## Texte à lire
- - - - - - -

Parallèlement aux initiatives parlementaires, le gouvernement est également mobilisé sur le sujet. Durant l'été 2021, le ministre de l’Économie, Bruno Le Maire, avait par exemple souhaité que "les influenceurs doivent informer leur communauté quand ils sont rémunérés pour faire la promotion de produits". Et le mois dernier, Bercy a organisé une consultation publique "Influenceurs/Créateurs de contenus" préalable à la préparation d'un projet de loi en la matière.
Les conclusions, attendues au plus tard pour la mi-mars, pourraient contribuer à enrichir la proposition de loi transpartisane lors de son examen en commission des affaires économiques, prévu le 20 mars. L'examen du texte en séance publique devrait avoir lieu lors de la dernière semaine du mois de mars, une semaine dont l'ordre du jour sera fixé par l'Assemblée nationale.
Après avoir permis pour la première fois de PARLER dans notre hémicycle d'un sujet de société aussi important, nous devrions aboutir à une législation consolidée d'ici la fin de l'année. Arthur Delaporte, député socialiste
D'ici la fin du mois de mars, les députés vont cependant continuer de plancher sur le sujet, selon le communiqué de presse publié hier soir par Arthur Delaporte. Plusieurs actions sont prévues, dont un déplacement à Madrid, capitale de l'Espagne. L'Espagne, un des territoires de la circonscription du député Stéphane Vojetta, est en pointe dans la lutte contre les dérives de l'influence en ligne depuis quelques années, et a mis en place l'année dernière une législation sur le sujet, dont comptent bien s'inspirer les députés français.

- - - - - - -

## Données extraites
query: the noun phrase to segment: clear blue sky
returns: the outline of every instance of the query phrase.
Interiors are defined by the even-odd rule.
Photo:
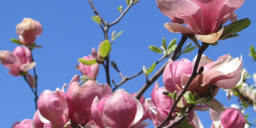
[[[124,76],[130,76],[142,69],[142,66],[149,66],[158,60],[161,55],[154,53],[148,48],[151,45],[160,46],[162,37],[169,42],[173,38],[179,40],[180,34],[172,34],[166,30],[164,24],[169,19],[159,10],[155,0],[140,0],[132,7],[121,22],[112,27],[114,30],[124,32],[115,41],[111,52],[110,60],[114,60]],[[18,37],[15,27],[24,17],[30,17],[39,21],[43,26],[43,32],[36,42],[43,45],[41,49],[33,52],[37,62],[38,76],[39,94],[43,90],[54,90],[68,84],[74,75],[80,75],[75,68],[77,59],[90,53],[92,47],[97,48],[101,40],[104,40],[99,25],[92,20],[94,15],[87,0],[73,1],[9,1],[2,0],[0,4],[0,50],[12,51],[16,46],[9,40]],[[92,2],[99,12],[109,22],[120,15],[117,7],[126,7],[124,0],[96,0]],[[256,63],[248,55],[249,45],[255,46],[255,36],[256,25],[255,10],[256,1],[247,0],[241,7],[236,11],[239,19],[249,17],[252,24],[235,38],[219,42],[217,46],[210,46],[205,54],[213,60],[220,56],[230,53],[234,58],[243,55],[244,67],[249,73],[256,72]],[[190,41],[188,41],[186,43]],[[196,50],[183,55],[191,60]],[[156,66],[159,68],[164,62]],[[97,79],[99,82],[106,82],[103,67],[100,67]],[[15,77],[7,73],[8,70],[0,66],[0,124],[2,127],[10,127],[12,123],[24,118],[32,118],[34,112],[34,96],[28,85],[22,77]],[[156,71],[155,70],[155,71]],[[111,77],[116,83],[120,80],[118,74],[111,68]],[[131,93],[138,91],[144,83],[145,76],[142,75],[129,81],[122,86]],[[158,80],[163,86],[162,76]],[[253,84],[253,81],[249,81]],[[149,98],[153,86],[144,94]],[[237,103],[237,99],[232,97],[227,100],[226,93],[220,90],[216,97],[224,105],[230,106]],[[248,109],[249,120],[256,117],[252,109]],[[211,124],[209,112],[198,112],[205,127]],[[148,127],[153,127],[152,124]],[[3,126],[4,126],[3,127]]]

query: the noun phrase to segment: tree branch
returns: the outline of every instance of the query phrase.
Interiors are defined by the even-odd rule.
[[[174,119],[171,122],[169,125],[164,127],[164,128],[173,128],[175,126],[178,125],[180,123],[180,122],[185,119],[186,116],[185,116],[185,114],[188,113],[191,111],[192,109],[195,107],[195,105],[191,104],[189,105],[186,109],[184,113],[181,115],[180,117]]]
[[[97,10],[96,10],[96,8],[95,8],[95,7],[94,6],[93,4],[92,4],[92,1],[91,0],[88,0],[88,2],[89,2],[89,4],[90,4],[90,5],[91,5],[91,7],[92,9],[92,10],[93,11],[94,13],[95,13],[96,15],[99,16],[99,17],[100,20],[100,21],[103,24],[104,24],[105,23],[105,21],[103,19],[103,18],[102,18],[102,17],[100,16],[100,14],[98,13]]]
[[[163,122],[157,126],[157,128],[162,127],[167,123],[167,122],[170,121],[171,120],[171,118],[172,117],[172,113],[173,113],[173,111],[175,109],[175,107],[177,106],[177,104],[178,104],[179,101],[180,101],[180,100],[181,98],[181,97],[182,97],[182,96],[183,96],[183,95],[184,94],[184,93],[185,93],[187,91],[187,90],[188,89],[188,86],[189,85],[190,83],[191,83],[191,82],[192,82],[192,81],[193,80],[194,78],[195,78],[197,74],[197,68],[198,68],[199,63],[200,62],[200,59],[201,59],[201,57],[202,57],[204,52],[204,51],[209,46],[209,44],[202,42],[202,46],[201,47],[201,48],[198,50],[197,56],[196,57],[196,63],[195,63],[195,66],[194,66],[194,69],[193,69],[193,71],[192,72],[192,74],[191,75],[191,76],[190,76],[188,81],[188,82],[187,82],[187,84],[186,84],[185,87],[183,89],[183,90],[182,90],[181,92],[179,94],[179,97],[178,97],[177,100],[176,100],[174,101],[174,103],[173,104],[173,105],[172,105],[172,108],[170,110],[170,112],[169,112],[169,114],[168,114],[167,117],[164,119],[164,120]]]
[[[186,36],[184,34],[182,34],[180,42],[179,43],[177,47],[175,49],[175,50],[173,52],[173,53],[170,57],[170,59],[172,59],[173,60],[175,60],[177,58],[177,56],[178,54],[180,52],[181,50],[181,48],[184,44],[185,43],[186,40],[188,39],[188,37]],[[152,84],[159,77],[159,76],[163,74],[164,72],[164,68],[165,68],[167,64],[168,64],[169,61],[167,61],[158,70],[156,71],[153,76],[148,80],[148,82],[144,84],[142,86],[140,89],[139,90],[138,93],[137,93],[135,97],[137,99],[139,99],[140,97],[141,96],[143,93],[145,92],[145,91],[148,89],[150,85]]]
[[[112,25],[118,23],[119,21],[122,19],[122,18],[123,18],[123,17],[124,15],[124,14],[125,14],[128,10],[129,10],[129,9],[131,8],[131,7],[132,7],[132,6],[133,4],[133,0],[131,0],[130,1],[130,4],[129,4],[128,6],[127,6],[125,9],[124,10],[124,12],[123,12],[121,13],[121,15],[120,15],[120,16],[119,16],[119,17],[118,17],[118,18],[117,18],[116,20],[115,21],[109,24],[109,26],[111,27]]]

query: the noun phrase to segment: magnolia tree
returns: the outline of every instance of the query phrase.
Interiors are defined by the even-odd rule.
[[[64,84],[61,88],[45,90],[40,95],[34,60],[36,57],[32,52],[41,47],[35,41],[42,33],[42,27],[38,21],[24,18],[16,27],[19,38],[11,39],[19,46],[12,52],[0,51],[0,60],[10,69],[9,74],[23,77],[29,85],[35,95],[36,110],[33,119],[15,123],[12,128],[143,128],[148,125],[144,121],[146,119],[158,128],[203,128],[197,111],[205,111],[207,114],[210,112],[212,128],[248,127],[251,124],[246,119],[248,115],[244,115],[244,110],[250,107],[256,111],[256,89],[255,85],[250,85],[246,81],[250,75],[242,68],[242,55],[234,58],[223,55],[212,60],[203,54],[218,41],[238,36],[237,33],[250,25],[248,18],[238,20],[234,12],[244,0],[208,1],[156,0],[156,6],[172,21],[164,27],[171,32],[181,33],[181,38],[177,44],[176,39],[167,45],[163,38],[161,48],[150,46],[149,49],[162,53],[163,57],[150,67],[144,66],[138,73],[127,76],[109,60],[111,45],[123,31],[116,34],[113,32],[108,38],[108,30],[131,7],[139,3],[139,0],[127,0],[125,9],[118,7],[121,14],[111,22],[102,18],[88,0],[96,15],[92,19],[99,25],[105,40],[100,42],[97,49],[93,48],[90,55],[78,59],[76,67],[81,74],[71,78],[67,88]],[[225,25],[228,20],[232,23]],[[195,46],[190,43],[183,47],[188,39]],[[198,52],[193,60],[179,58],[195,49]],[[250,49],[249,55],[256,60],[256,52],[252,46]],[[160,68],[155,69],[167,58],[169,60]],[[100,65],[104,68],[107,83],[97,81]],[[122,79],[118,83],[111,82],[110,65]],[[28,73],[30,69],[33,75]],[[157,71],[148,78],[153,70]],[[137,92],[117,89],[143,74],[146,81]],[[162,74],[164,86],[160,87],[156,80]],[[256,74],[252,76],[256,81]],[[151,97],[145,99],[142,95],[153,84]],[[228,99],[232,95],[238,97],[241,107],[222,105],[214,98],[220,89],[227,92]]]

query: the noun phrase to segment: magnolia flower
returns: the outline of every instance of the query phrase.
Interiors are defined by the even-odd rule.
[[[245,120],[241,111],[230,108],[220,112],[210,110],[210,116],[212,124],[211,128],[217,128],[220,126],[223,128],[244,128]]]
[[[196,58],[196,56],[192,62],[185,59],[169,62],[163,75],[164,84],[167,89],[171,92],[176,90],[178,93],[181,91],[190,77],[189,73],[192,72]],[[240,79],[242,59],[242,56],[240,60],[238,58],[233,59],[229,55],[225,55],[219,57],[217,61],[213,61],[203,55],[197,71],[202,66],[204,71],[194,79],[188,91],[198,100],[207,95],[216,95],[220,88],[227,89],[234,87]],[[206,103],[206,105],[216,110],[223,110],[221,104],[217,100],[213,99],[210,101]]]
[[[45,124],[50,123],[53,127],[62,128],[68,122],[68,115],[65,112],[68,109],[65,94],[57,88],[55,92],[46,90],[40,95],[37,102],[39,116]]]
[[[91,111],[94,124],[102,128],[133,128],[143,114],[140,101],[121,89],[100,100],[96,97]]]
[[[70,105],[69,116],[72,122],[84,125],[91,119],[90,109],[94,98],[100,99],[111,93],[111,90],[108,84],[90,80],[80,86],[79,80],[79,76],[75,75],[68,87],[67,95]]]
[[[30,18],[24,18],[16,26],[16,33],[25,45],[32,44],[42,31],[40,23]]]
[[[157,6],[164,14],[169,17],[182,19],[188,26],[167,23],[164,26],[167,29],[172,32],[200,35],[217,32],[224,18],[231,18],[234,20],[235,18],[234,18],[235,17],[233,12],[240,7],[244,1],[244,0],[213,0],[207,2],[193,0],[156,0]],[[225,20],[223,21],[227,20]],[[223,29],[215,34],[214,36],[217,37],[212,37],[216,38],[215,40],[217,41],[222,34],[222,31]],[[206,43],[215,42],[213,41]]]
[[[14,123],[11,128],[32,128],[32,121],[30,119],[24,119],[20,122]]]
[[[92,48],[91,55],[83,57],[87,60],[93,59],[97,56],[97,53],[95,49]],[[96,63],[91,65],[84,65],[81,62],[79,63],[79,70],[83,75],[85,75],[91,80],[95,80],[99,72],[100,64]]]

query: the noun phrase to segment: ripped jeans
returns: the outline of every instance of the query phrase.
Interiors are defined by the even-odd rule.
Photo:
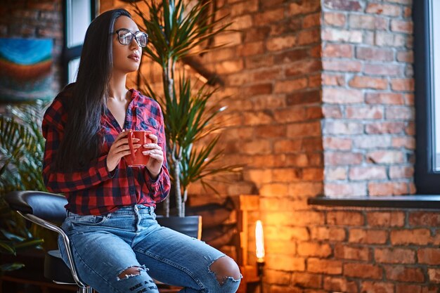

- - - - - - -

## Consigne A
Affichez chaque ligne des enregistrements qui contient la chaîne « tree », en tenant compte de la casse.
## Consigne B
Reprenez le texte sur les influenceurs après sa dernière phrase.
Le texte sur les influenceurs et les enregistrements n'ont aucun lien entre eux.

## Réponse attendue A
query: the noun phrase to segment: tree branch
query: the noun phrase to segment: magnolia tree

## Réponse attendue B
Face au souhait commun d'avancer vite sur un sujet de société et une initiative parlementaire transpartisane, conjointement portée par un député socialiste, ainsi qu'un député de la majorité et soutenue par des députés de différents groupes (Nadège Abomangoli pour LFI, Aurélien Taché pour les écologistes...), le gouvernement pourrait soutenir l'initiative parlementaire, quitte à l'amender plutôt que de défendre lui-même un projet de loi, afin, selon Arthur Delaporte, d'aboutir à une "législation consolidée d'ici la fin de l'année".